» Kısa Görev 1
NATO yazısına göre Biden işbaşına gelir gelmez ABD hangi iklim sözleşmesine geri döndü?
» Kısa Görev 2
Lütfen NATO yazısında "ABD’de Biden’ın Başkanlık" ifadesi ile "uzatılmasına olanak sağladı." ifadesi arasındaki bölümü, iki ifade de dahil olmak üzere aynen aktarın.

── Okunacak Parça

Büyük Güç Mücadelesinde NATO’nun Konumu ve 2023’teki Hedefleri – Fatih Ceylan


2022 Madrid
Zirvesi’ne Uzanan Süreç

ABD’de Biden’ın Başkanlık
görevine seçilmesiyle, Trump’ın hem kendi ülkesinin demokrasisine hem NATO’ya
bıraktığı kötü mirasın izlerinin silinmesi umulmuştu. Nitekim Biden işbaşına
gelir gelmez ABD’nin yeniden Paris İklim Sözleşmesi’ne dönmesine ve Rusya ile
ABD arasındaki stratejik nükleer silahlara dair Yeni START Antlaşması’nın
uzatılmasına olanak sağladı.

────
── Saklanan Kayıtlar

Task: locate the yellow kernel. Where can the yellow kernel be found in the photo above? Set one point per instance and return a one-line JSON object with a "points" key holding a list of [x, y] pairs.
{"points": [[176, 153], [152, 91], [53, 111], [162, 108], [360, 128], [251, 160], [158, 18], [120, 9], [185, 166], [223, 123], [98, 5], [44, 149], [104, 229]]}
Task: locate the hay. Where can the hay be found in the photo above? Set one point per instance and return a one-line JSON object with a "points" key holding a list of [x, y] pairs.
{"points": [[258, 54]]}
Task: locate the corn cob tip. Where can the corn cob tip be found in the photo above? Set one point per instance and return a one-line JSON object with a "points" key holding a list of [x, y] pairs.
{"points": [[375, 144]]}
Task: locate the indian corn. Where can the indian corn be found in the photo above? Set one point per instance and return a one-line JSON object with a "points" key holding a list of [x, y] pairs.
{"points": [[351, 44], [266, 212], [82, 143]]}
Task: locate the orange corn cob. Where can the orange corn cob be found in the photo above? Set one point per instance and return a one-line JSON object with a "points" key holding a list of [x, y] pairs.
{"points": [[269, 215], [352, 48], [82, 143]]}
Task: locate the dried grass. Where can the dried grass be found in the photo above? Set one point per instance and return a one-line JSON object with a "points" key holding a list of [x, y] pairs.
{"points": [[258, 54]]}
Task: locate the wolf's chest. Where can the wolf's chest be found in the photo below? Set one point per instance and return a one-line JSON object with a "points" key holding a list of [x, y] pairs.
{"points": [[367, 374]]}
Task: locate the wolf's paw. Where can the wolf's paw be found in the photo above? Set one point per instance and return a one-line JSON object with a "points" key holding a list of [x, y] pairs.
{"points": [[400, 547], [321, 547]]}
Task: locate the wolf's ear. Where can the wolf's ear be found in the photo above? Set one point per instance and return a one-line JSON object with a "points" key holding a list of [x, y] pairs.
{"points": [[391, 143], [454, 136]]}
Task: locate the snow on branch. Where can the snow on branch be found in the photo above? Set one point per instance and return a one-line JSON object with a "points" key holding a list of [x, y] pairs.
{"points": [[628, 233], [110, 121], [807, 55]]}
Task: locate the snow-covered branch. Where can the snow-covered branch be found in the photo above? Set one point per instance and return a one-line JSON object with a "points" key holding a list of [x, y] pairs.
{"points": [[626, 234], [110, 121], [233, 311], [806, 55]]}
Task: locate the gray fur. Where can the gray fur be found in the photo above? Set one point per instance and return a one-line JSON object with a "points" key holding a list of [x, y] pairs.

────

» Tam Yanıt 1
Paris İklim Sözleşmesi'ne.

» Tam Yanıt 2
ABD’de Biden’ın Başkanlık
görevine seçilmesiyle, Trump’ın hem kendi ülkesinin demokrasisine hem NATO’ya
bıraktığı kötü mirasın izlerinin silinmesi umulmuştu. Nitekim Biden işbaşına
gelir gelmez ABD’nin yeniden Paris İklim Sözleşmesi’ne dönmesine ve Rusya ile
ABD arasındaki stratejik nükleer silahlara dair Yeni START Antlaşması’nın
uzatılmasına olanak sağladı.